TASK BRIEF ▸ Output the stretch from the start of the items through the line containing "positive clicks: (176, 62) (296, 86)" as a JSON list of strings, one string per line, with blank lines left out. Leave out the pictures.

SOURCE DATA ▸
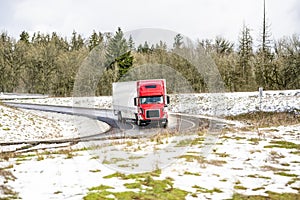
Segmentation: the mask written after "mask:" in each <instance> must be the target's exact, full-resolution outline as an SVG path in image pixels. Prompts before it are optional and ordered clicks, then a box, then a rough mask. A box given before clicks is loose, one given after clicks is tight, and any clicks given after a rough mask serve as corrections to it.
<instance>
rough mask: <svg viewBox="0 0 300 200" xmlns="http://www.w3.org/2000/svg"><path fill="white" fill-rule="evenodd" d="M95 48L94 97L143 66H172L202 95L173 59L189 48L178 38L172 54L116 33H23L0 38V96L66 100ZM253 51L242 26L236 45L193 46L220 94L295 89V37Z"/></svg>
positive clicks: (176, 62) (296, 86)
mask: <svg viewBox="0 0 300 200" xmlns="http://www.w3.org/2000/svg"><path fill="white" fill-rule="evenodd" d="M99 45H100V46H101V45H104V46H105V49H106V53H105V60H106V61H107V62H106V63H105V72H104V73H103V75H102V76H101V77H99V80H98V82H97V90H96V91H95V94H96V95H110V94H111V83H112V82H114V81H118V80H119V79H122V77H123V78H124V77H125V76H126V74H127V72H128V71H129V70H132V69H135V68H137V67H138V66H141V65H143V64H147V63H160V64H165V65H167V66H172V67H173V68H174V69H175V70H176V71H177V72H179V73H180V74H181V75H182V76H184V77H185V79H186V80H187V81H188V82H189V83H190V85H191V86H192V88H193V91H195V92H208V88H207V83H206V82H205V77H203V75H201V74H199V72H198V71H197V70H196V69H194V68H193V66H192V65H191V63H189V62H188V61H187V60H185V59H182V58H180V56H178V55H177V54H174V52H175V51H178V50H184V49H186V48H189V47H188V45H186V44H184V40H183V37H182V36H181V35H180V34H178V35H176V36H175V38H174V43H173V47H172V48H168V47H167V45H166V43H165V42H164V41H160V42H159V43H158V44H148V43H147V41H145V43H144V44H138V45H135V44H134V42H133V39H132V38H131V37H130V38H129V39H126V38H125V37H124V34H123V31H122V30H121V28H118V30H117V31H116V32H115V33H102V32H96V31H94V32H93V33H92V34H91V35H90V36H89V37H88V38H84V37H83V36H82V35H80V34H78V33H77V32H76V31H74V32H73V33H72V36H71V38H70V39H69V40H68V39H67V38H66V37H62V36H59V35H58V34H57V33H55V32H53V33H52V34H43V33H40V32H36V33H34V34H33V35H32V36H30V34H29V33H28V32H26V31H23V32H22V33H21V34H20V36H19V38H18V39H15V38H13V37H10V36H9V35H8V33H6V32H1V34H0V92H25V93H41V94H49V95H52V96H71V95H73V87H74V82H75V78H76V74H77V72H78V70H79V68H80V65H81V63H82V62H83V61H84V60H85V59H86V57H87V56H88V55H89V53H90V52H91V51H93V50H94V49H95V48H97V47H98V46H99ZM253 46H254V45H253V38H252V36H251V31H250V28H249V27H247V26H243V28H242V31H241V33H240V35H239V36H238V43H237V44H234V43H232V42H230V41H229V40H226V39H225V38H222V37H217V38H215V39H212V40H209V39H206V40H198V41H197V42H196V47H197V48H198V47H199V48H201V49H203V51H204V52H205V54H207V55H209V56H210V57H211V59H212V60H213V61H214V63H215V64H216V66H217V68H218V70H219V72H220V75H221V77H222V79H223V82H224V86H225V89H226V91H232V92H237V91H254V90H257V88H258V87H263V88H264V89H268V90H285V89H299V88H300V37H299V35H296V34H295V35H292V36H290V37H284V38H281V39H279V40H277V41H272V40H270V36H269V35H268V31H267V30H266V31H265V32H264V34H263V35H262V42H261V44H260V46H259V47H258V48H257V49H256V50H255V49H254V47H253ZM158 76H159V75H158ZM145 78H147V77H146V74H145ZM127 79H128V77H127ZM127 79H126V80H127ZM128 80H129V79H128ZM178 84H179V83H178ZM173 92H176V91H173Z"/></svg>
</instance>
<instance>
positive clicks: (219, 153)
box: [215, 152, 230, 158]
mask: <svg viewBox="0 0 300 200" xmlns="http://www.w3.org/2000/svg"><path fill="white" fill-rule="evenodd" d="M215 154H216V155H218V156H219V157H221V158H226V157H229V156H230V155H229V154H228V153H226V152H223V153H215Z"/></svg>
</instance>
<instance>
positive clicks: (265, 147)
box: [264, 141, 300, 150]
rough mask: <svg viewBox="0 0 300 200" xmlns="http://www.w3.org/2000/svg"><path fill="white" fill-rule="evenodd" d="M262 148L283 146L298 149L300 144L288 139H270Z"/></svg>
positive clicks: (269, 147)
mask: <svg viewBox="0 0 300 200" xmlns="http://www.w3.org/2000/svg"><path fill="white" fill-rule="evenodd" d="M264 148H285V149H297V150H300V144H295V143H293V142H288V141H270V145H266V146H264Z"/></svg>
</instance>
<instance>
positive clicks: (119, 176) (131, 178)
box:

REPLY ▸
[
  "Segmentation: the mask written after \"mask:\" in each <instance> must be the target's exact, full-resolution outline as an SVG path in image pixels. Prompts before it are optional and ordered clicks, then a box, then a rough mask. A box given before clicks is loose, one given after clicks is tight, and any clicks given after a rough mask serve as corrections to it.",
  "<instance>",
  "rough mask: <svg viewBox=\"0 0 300 200\" xmlns=\"http://www.w3.org/2000/svg\"><path fill=\"white\" fill-rule=\"evenodd\" d=\"M95 48L94 97L143 66H172L202 95L173 59L189 48L178 38L172 54L116 33H23L0 38V96L66 100ZM253 51L242 26L236 45L193 46L220 94L295 89V37Z\"/></svg>",
  "positive clicks: (176, 62) (296, 86)"
]